[RECORDS PROVIDED — start]

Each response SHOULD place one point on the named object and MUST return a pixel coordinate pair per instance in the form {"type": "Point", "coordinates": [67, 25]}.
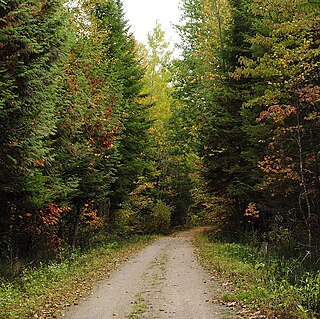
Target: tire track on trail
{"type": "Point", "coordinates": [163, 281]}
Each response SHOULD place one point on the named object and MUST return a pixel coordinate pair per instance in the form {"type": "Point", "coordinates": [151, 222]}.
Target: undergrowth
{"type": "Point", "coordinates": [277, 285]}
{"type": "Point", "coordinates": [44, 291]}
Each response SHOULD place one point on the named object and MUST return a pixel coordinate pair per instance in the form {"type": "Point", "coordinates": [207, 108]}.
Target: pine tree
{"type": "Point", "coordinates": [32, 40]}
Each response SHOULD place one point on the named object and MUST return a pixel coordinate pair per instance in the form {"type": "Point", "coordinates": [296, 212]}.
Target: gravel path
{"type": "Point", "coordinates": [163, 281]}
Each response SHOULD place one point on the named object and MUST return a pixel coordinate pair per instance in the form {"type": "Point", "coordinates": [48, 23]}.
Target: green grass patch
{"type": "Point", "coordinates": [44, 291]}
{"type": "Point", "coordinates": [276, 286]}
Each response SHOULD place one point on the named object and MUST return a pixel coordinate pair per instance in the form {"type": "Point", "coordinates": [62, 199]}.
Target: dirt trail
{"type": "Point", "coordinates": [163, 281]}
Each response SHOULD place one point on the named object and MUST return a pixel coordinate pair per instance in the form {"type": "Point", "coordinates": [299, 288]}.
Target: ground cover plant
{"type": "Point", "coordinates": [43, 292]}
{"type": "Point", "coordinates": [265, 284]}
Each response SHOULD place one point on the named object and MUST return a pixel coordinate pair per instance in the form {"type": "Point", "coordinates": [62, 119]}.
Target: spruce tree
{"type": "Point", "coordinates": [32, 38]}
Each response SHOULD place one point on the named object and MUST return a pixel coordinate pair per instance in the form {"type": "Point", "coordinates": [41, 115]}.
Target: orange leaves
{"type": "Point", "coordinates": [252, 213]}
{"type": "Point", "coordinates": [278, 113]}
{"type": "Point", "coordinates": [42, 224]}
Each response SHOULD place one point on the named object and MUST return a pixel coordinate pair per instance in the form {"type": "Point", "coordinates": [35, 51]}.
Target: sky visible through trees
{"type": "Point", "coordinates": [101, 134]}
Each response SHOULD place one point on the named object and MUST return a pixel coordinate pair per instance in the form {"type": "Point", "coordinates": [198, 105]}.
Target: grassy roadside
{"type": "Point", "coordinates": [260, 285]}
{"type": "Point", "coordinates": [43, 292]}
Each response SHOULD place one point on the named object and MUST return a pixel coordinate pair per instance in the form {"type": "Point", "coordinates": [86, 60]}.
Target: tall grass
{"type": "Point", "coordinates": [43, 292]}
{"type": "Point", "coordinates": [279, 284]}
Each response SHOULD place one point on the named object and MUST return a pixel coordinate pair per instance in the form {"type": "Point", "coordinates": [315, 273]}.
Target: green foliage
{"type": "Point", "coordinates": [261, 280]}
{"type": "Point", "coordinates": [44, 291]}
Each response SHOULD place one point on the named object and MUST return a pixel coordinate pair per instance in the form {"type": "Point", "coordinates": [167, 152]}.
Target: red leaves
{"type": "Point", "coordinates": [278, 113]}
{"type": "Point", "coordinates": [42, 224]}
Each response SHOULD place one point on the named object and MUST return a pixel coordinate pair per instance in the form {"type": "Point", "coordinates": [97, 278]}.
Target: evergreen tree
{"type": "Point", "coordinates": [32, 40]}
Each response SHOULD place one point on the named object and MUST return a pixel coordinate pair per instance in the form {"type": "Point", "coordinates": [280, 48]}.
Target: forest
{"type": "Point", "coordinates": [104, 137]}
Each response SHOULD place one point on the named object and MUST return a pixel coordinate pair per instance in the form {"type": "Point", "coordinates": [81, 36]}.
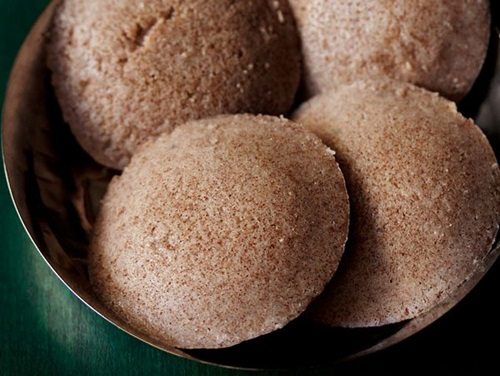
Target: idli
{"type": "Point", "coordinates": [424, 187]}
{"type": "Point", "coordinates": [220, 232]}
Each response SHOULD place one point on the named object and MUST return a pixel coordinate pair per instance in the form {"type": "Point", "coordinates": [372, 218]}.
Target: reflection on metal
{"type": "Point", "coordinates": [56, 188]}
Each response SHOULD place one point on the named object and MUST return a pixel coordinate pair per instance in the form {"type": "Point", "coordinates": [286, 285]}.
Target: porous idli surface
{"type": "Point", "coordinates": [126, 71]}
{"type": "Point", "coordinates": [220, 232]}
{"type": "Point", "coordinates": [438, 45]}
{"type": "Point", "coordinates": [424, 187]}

[RECORDS PROVIDED — finish]

■ BRIEF ■
Pictures are to be omitted; set down the rest of the entries exactly as given.

■ RESULT OF THIS TASK ■
Each response SHOULD place one point on the named object and MUST return a pixel coordinate pair per instance in the form {"type": "Point", "coordinates": [67, 25]}.
Target: tire track on trail
{"type": "Point", "coordinates": [163, 281]}
Each response SHOULD place one point on the named object and MUST return a pixel coordinate pair per instance in the form {"type": "Point", "coordinates": [151, 222]}.
Target: undergrowth
{"type": "Point", "coordinates": [277, 285]}
{"type": "Point", "coordinates": [44, 291]}
Each response SHOULD place one point on the named object and MUST return a pixel coordinate pair per instance in the form {"type": "Point", "coordinates": [207, 108]}.
Target: pine tree
{"type": "Point", "coordinates": [32, 40]}
Each response SHOULD place one point on the named object and MUST return a pixel coordinate pair per instance in the form {"type": "Point", "coordinates": [296, 212]}.
Target: gravel path
{"type": "Point", "coordinates": [163, 281]}
Each response SHOULD place one point on the named object and MUST return a pixel coordinate pair per instance in the form {"type": "Point", "coordinates": [48, 23]}.
Target: green grass patch
{"type": "Point", "coordinates": [44, 291]}
{"type": "Point", "coordinates": [276, 286]}
Each response SHOULD place one point on the named object and MUST return a pixel coordinate pair per instance in the form {"type": "Point", "coordinates": [62, 199]}.
Target: dirt trail
{"type": "Point", "coordinates": [163, 281]}
Each response SHOULD place one point on the named object and MUST return a pixel coordinate pair per instance in the form {"type": "Point", "coordinates": [299, 288]}.
Target: ground cover plant
{"type": "Point", "coordinates": [43, 292]}
{"type": "Point", "coordinates": [265, 284]}
Each response SHOULD place one point on the named object and MUST return a pixel coordinate pair per instance in the form {"type": "Point", "coordinates": [62, 119]}.
Target: spruce tree
{"type": "Point", "coordinates": [32, 38]}
Each response SHOULD place one point on the named object and MUST return a pixel coordinate pair per instance in the form {"type": "Point", "coordinates": [41, 115]}.
Target: orange leaves
{"type": "Point", "coordinates": [252, 213]}
{"type": "Point", "coordinates": [278, 113]}
{"type": "Point", "coordinates": [42, 224]}
Each response SHOULD place one point on the named object and MUST return a pixel coordinate pair per instance in the form {"type": "Point", "coordinates": [35, 51]}.
Target: sky visible through trees
{"type": "Point", "coordinates": [101, 134]}
Each response SHOULD place one point on the named object and MUST return a pixel coordinate pair per instance in the form {"type": "Point", "coordinates": [198, 105]}.
Target: grassy roadside
{"type": "Point", "coordinates": [260, 285]}
{"type": "Point", "coordinates": [43, 292]}
Each response SHOULD place one point on the named object and MUST return a pixel coordinate pair per instance in the form {"type": "Point", "coordinates": [86, 60]}.
Target: tall grass
{"type": "Point", "coordinates": [43, 292]}
{"type": "Point", "coordinates": [279, 284]}
Each response SHOULD place one point on the named object and MUST return a pixel coordinate pair per instance in the form {"type": "Point", "coordinates": [315, 273]}.
Target: green foliage
{"type": "Point", "coordinates": [261, 280]}
{"type": "Point", "coordinates": [44, 291]}
Each response SHOULD place one point on the named object and MUST return a pixel coordinate pair per instance in the form {"type": "Point", "coordinates": [167, 152]}.
Target: red leaves
{"type": "Point", "coordinates": [278, 113]}
{"type": "Point", "coordinates": [42, 224]}
Each response SHOULD place one point on the named object and MUST return a pixel coordinate pair per instance in the form {"type": "Point", "coordinates": [97, 278]}.
Target: evergreen tree
{"type": "Point", "coordinates": [32, 40]}
Each response SHOULD place one point on the named object and MUST return a pixel coordinate pair per instance in the form {"type": "Point", "coordinates": [280, 48]}.
Target: forest
{"type": "Point", "coordinates": [104, 137]}
Each response SHOULD place one point on the named object and MUST return a pixel coordinate pair per instance in the form {"type": "Point", "coordinates": [81, 36]}.
Target: idli
{"type": "Point", "coordinates": [424, 187]}
{"type": "Point", "coordinates": [220, 232]}
Each response SHOULD place one point on the named object and MUST return a pixel coordinate pair per instance in the form {"type": "Point", "coordinates": [372, 218]}.
Target: reflection on metal
{"type": "Point", "coordinates": [56, 188]}
Each response SHOULD place one point on the named object and MUST return a pixel coordinate pair per instance in the form {"type": "Point", "coordinates": [286, 285]}.
Target: porous idli surface
{"type": "Point", "coordinates": [126, 71]}
{"type": "Point", "coordinates": [220, 232]}
{"type": "Point", "coordinates": [438, 45]}
{"type": "Point", "coordinates": [424, 187]}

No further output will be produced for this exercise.